Reproduce the data below in full and to the letter, images excepted.

------------------------------------------------------------

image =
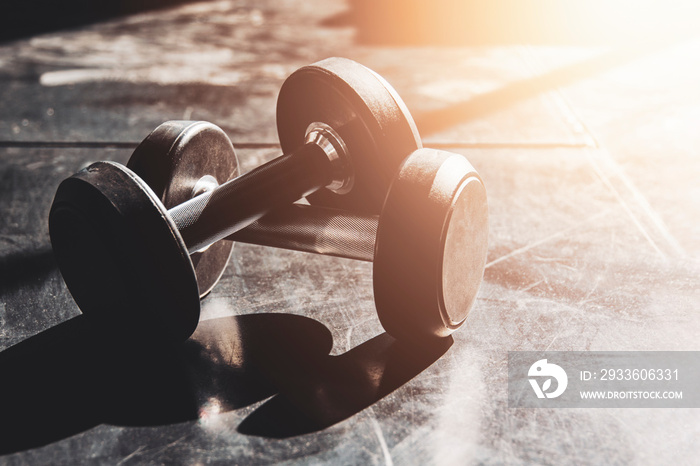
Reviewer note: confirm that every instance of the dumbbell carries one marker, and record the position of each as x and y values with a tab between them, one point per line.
428	246
123	236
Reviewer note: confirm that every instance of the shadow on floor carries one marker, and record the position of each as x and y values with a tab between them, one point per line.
25	18
69	379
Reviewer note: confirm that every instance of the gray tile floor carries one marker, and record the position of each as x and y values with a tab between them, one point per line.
591	166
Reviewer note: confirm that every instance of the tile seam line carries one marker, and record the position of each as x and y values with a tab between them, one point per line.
638	198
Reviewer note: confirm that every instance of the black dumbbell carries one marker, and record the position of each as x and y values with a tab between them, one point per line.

------------------------------------------------------------

## ANSWER SPACE
image =
Reviewer note: confirm that every instance of the dumbbell carries one marker, and record the position of each as x and y values with a tab between them, one point per line.
428	246
123	236
Reviewer note: confirm that every instance of the shadow on floor carries one marker, and record the position of each as x and y values with a tab between them, one point per line.
25	18
69	379
Reviewer note: confirm that every instance of the gray tile floor carries one marker, and record the position of each as x and y values with a tab between them, one point per line.
591	166
Reviewer note: confirm that every instance of the tile seam line carries one marker, and record the position of each as x and y values with a tab between them, one point per line.
638	198
Reviewer note: confirm that every instance of the black dumbbell carries one marker, and record the position of each as x and y values with a tab between them, one point per line.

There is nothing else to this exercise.